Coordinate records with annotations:
====
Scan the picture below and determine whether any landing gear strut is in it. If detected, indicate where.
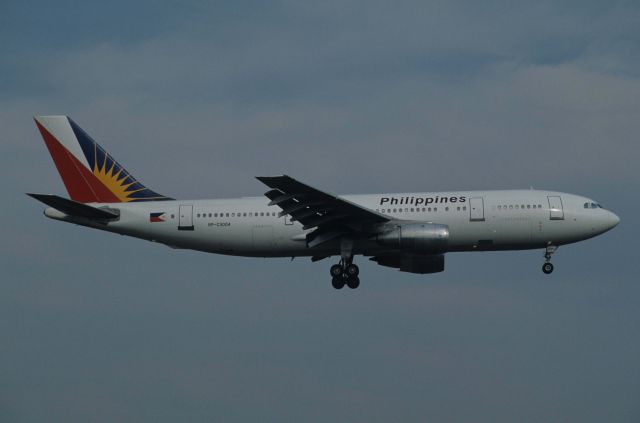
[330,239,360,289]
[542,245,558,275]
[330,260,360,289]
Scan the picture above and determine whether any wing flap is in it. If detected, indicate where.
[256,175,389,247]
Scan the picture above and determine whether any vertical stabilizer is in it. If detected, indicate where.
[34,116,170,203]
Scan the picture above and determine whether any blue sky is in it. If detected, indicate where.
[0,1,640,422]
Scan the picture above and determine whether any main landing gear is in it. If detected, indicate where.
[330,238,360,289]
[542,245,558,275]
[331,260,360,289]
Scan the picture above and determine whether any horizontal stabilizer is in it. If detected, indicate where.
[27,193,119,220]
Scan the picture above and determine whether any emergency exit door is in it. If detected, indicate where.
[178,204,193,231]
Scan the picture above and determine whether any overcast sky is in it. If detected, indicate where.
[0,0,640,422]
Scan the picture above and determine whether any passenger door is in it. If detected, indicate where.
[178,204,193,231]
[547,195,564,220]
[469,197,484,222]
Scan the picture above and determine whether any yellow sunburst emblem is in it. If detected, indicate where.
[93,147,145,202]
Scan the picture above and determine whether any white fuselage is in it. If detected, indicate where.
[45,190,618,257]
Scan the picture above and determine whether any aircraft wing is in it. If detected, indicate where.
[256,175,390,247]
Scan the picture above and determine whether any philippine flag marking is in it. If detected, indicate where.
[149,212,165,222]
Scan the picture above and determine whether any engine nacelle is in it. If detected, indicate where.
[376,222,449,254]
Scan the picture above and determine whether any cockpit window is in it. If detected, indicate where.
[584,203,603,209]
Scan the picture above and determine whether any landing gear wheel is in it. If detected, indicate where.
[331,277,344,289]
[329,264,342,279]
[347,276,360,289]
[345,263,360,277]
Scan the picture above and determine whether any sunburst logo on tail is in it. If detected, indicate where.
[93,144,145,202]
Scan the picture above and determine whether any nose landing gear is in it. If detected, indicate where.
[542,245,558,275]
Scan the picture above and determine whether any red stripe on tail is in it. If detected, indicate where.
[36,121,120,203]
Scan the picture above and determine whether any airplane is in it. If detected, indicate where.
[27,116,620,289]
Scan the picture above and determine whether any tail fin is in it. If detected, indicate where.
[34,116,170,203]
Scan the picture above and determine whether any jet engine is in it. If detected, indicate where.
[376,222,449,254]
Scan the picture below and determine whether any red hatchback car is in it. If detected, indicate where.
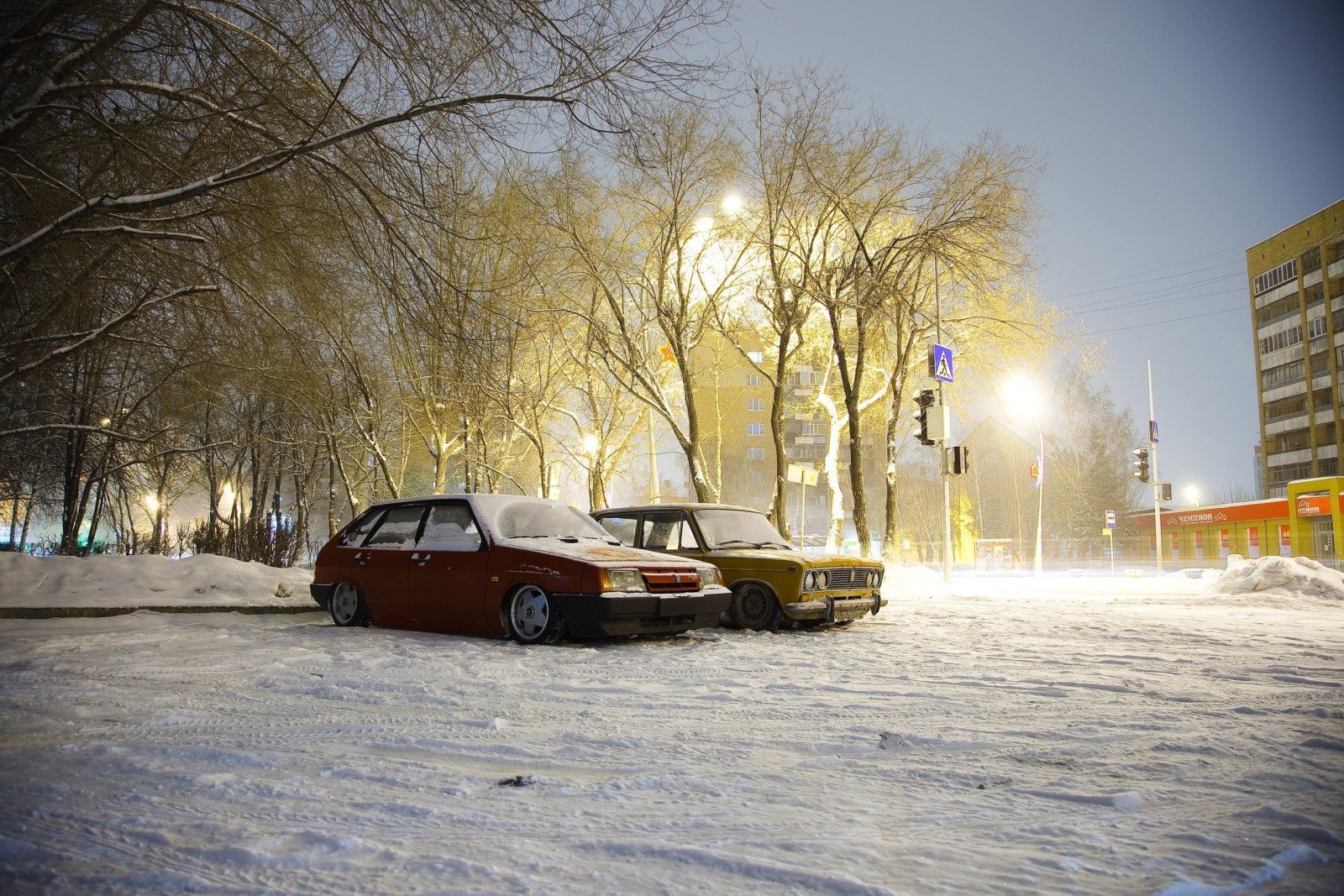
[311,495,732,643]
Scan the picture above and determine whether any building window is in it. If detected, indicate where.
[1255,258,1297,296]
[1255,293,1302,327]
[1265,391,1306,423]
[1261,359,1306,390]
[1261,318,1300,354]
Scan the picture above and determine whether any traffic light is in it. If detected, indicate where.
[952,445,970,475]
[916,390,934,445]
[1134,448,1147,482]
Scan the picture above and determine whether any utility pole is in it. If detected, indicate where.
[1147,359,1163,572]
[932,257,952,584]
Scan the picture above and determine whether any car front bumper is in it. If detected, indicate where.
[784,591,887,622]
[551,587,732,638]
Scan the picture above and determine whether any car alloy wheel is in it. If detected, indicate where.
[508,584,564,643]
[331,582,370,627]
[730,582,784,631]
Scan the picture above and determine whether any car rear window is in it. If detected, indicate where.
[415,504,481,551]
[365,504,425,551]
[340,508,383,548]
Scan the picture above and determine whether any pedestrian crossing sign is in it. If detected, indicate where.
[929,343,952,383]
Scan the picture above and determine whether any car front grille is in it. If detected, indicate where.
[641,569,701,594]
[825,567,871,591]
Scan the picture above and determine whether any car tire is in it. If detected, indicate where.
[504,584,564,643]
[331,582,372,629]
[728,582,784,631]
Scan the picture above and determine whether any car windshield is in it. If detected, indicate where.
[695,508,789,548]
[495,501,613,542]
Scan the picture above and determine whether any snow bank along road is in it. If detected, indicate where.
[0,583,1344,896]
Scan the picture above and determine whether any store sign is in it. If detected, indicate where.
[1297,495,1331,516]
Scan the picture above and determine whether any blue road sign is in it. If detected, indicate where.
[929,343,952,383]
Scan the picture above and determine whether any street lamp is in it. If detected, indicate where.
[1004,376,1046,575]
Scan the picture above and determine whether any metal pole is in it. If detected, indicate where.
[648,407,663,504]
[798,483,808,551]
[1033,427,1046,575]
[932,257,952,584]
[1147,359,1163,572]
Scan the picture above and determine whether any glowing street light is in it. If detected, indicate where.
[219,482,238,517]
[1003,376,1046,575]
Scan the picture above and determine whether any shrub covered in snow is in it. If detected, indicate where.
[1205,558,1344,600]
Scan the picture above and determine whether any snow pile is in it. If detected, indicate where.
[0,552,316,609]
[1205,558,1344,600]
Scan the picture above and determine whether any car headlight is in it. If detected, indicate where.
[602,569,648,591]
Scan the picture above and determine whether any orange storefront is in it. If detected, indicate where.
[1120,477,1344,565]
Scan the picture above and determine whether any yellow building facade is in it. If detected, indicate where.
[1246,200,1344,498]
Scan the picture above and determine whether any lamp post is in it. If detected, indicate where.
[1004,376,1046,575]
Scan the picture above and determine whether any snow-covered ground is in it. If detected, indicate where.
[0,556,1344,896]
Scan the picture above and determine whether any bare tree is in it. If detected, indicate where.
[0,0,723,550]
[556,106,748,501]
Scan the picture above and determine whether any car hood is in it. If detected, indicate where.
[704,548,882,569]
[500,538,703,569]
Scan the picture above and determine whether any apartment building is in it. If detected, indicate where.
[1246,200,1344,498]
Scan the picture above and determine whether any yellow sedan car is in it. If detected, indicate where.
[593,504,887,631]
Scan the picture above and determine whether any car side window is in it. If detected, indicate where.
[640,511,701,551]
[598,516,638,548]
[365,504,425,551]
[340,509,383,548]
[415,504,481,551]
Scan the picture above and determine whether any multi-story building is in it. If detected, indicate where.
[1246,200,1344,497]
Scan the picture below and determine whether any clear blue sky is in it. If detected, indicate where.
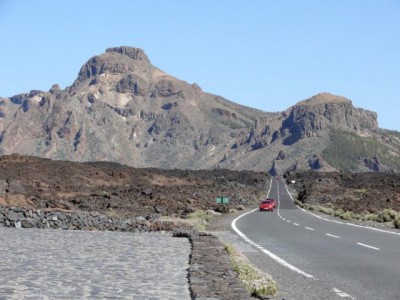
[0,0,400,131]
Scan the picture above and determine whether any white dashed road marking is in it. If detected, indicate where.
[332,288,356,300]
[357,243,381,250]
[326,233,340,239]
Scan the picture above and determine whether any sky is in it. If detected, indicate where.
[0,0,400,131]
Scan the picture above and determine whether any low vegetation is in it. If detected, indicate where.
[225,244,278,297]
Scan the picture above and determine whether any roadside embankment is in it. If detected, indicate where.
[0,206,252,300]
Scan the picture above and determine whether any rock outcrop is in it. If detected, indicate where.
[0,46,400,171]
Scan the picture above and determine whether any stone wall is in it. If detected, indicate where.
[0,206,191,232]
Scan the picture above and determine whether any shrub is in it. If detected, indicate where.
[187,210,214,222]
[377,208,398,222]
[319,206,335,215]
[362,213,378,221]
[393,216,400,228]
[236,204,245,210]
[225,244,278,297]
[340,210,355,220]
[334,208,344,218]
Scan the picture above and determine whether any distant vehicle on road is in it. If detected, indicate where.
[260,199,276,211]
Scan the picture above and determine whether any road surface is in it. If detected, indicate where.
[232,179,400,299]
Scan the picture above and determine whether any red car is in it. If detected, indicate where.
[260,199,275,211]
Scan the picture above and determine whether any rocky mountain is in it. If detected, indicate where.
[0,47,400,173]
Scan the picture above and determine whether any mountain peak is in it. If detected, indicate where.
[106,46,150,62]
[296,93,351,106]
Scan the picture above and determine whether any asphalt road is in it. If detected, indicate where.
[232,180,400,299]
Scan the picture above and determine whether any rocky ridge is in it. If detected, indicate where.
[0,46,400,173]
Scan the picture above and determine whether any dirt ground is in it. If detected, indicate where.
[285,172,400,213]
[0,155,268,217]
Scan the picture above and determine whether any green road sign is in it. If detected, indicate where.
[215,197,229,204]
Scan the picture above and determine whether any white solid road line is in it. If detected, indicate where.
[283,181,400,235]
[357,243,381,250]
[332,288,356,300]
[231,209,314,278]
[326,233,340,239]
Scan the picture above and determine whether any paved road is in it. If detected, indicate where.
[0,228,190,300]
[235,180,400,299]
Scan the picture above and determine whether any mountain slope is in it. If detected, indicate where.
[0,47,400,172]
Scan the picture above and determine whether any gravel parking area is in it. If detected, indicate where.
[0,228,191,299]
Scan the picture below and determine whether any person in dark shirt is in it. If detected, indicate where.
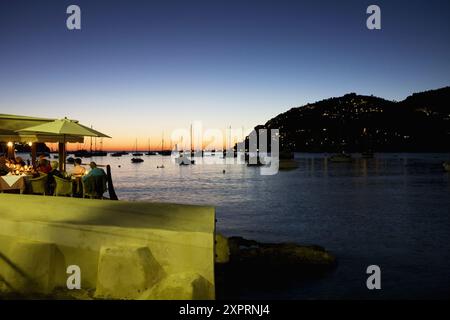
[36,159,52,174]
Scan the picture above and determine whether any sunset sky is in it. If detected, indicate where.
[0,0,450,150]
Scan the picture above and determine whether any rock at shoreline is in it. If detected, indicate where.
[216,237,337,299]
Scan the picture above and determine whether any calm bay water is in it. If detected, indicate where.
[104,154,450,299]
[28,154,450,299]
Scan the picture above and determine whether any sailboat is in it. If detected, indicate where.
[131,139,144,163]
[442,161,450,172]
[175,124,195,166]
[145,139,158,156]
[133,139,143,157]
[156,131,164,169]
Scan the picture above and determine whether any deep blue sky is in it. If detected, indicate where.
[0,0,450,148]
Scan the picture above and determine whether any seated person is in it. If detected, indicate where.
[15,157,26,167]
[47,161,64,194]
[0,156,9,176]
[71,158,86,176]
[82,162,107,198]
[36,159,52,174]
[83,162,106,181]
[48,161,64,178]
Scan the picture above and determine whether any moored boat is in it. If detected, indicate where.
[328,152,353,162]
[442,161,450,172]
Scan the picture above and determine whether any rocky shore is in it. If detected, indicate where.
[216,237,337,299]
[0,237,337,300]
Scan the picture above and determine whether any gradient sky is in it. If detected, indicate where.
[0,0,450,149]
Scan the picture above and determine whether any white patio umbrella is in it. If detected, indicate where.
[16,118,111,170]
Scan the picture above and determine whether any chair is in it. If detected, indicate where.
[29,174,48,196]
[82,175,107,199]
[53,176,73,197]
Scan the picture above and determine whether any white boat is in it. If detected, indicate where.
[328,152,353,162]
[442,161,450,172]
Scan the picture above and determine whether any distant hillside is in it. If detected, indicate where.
====
§ Task prompt
Rewrite the records from the line with "Scan the picture above and determine whether any lamp" up to and including the line with "[334,208,344,218]", changing "shrub" to "bush" and keeping everything else the same. Give only those lines, and leave out the pictures.

§ Response to this exercise
Scan the picture above and determine whether any lamp post is in it. If detected, indicate where.
[1004,376,1046,575]
Scan the picture above and determine whether any snow-covered ground is in it. If detected, indicate where.
[0,556,1344,896]
Scan the picture above and determine whether any bare tree is in it. If detected, indicate where.
[0,0,723,550]
[556,106,748,501]
Scan the picture above and determine whether any car hood is in it. If detected, indicate where.
[704,548,882,569]
[500,538,703,569]
Scan the picture above and determine whether any apartment building is in it. If detected, indicate where.
[1246,200,1344,498]
Scan the picture above and determine whether any yellow sedan car is in it. If detected, indicate where.
[593,504,887,631]
Scan the picture above and determine whether any car side window is in it. If detected, indicate where.
[640,511,701,551]
[598,516,638,548]
[365,504,425,551]
[340,509,383,548]
[415,504,481,551]
Scan the picture above and determine whether any multi-story building is in it. If detected, indicate where.
[1246,200,1344,497]
Scan the picture below and determine whether any clear blue sky is in it. If detected, indicate where.
[0,0,400,131]
Scan the picture above and determine whether any white dashed road marking is in it. If detected, indicate where.
[332,288,356,300]
[357,243,381,250]
[326,233,340,239]
Scan the picture above and determine whether any sky is in it. If detected, indicate where.
[0,0,400,131]
Scan the picture above and determine whether any low vegetation is in it. If detected, indicate where.
[225,244,278,297]
Scan the picture above and determine whether any roadside embankment is in it. If detected, indicate where.
[0,206,252,300]
Scan the picture above and determine whether any rock outcrop is in it. If detected, indicate where.
[0,46,400,171]
Scan the picture above and determine whether any stone wall is in it. If detected, indicate where.
[0,206,191,232]
Scan the picture above and determine whether any bush is in it. If detected, indicate where.
[187,210,214,222]
[377,208,398,222]
[319,206,335,215]
[362,213,378,221]
[393,216,400,228]
[236,204,245,210]
[225,244,278,297]
[340,210,355,220]
[334,208,344,218]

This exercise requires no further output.